§ Given passage:
What kind of shoulder bag do you need?

I’m in pre-game for SxSW at the moment. I’m printing things, packing things, and figuring out what I need to put in the suitcase for maximum efficiency and minimum weight. The idea for this particular post was from John Limon, who I was talking to about shoulder bags on the phone yesterday morning. I was mentioning that the LA Police Gearbailout bag” that I’d bought was good, but it didn’t have the right kind of pockets. “What kind of pockets would a technical writer need on a bag?” John wondered out loud, and I knew I had either the theme for a blog post or a bunch of tacky jokes.

The best way to start is to identify the things I normally have in my shoulder bag when I’m running around at a conference.

  • lots of pens (I can never have too many pens with me, it seems)
  • a couple of permanent markers
  • a highlighter
  • overhead transparency markers
  • a small LED flashlight
  • a small container of hand sanitizer
  • post-it notes
  • Altoids
  • business cards
  • a hairbrush
  • one of those little hotel sewing kits
  • nail clippers
  • a book of matches
  • ear plugs (usually for use on the plane)

§ Task 1:
In the shoulder bag post, who gave the writer the idea for it?
§ Task 2:
Write the next part of the shoulder bag post, picking up after its final list item.
The listing after this point comes from a separate source.

§ Source data:
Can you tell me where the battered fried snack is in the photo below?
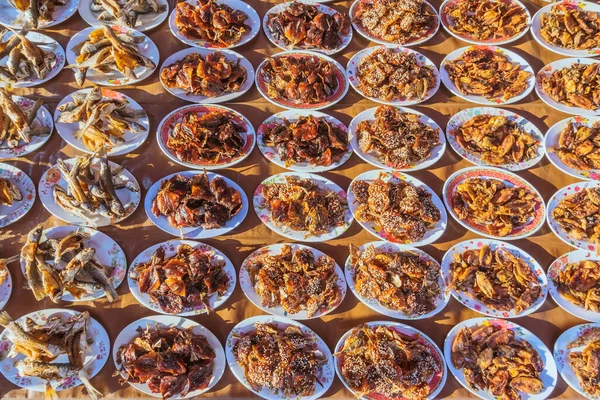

§ Task response 1:
John Limon

§ Task response 2:
  • address labels (several sheets of those address labels I’m constantly getting from the charities I give to; they’re great for quickly signing your name and address on request for more information or a vendor entry card)
  • extra phone charger
  • a Zone bar or the like
  • some hard candies
  • a digital camera, batteries, and cable
  • blood glucose meter
  • diabetes meds
  • a charger for the bluetooth headset

I also tend to carry a few additional things in the bag, such as one large and two small ziploc bags. They come in handy for ad hoc collections of kibble or other things.

Note: This doesn’t count the computer bag I usually carry as well, which contains the laptop, charger, a notebook, and misc computer supplies. This upcoming trip, I’m going to use one of those cute little Toshiba notebooks that weigh 3 pounds. It’ll fit neatly inside the bag, but I’ll probably want to carry the charger, a mouse, and anything else that goes with it, so it’ll be kinda bulky.

So this is the list of goodies in the bag at the start of a day at the conference. There may be other things, like a yellow pad in a folder and maybe a piece of fruit or bottle of water that I cabbaged from the breakfast buffet, but this is the minimum. By the end of the day at most conferences, you can add to this list a dozen or so pens, a few post-it note pads, stacks of flyers and one-sheets, brochures, giveaway items, and other chachkes from the vendor rooms. The bag can fill up quickly with assorted desk kibble, which is admittedly kinda fun to unload at the end of the day.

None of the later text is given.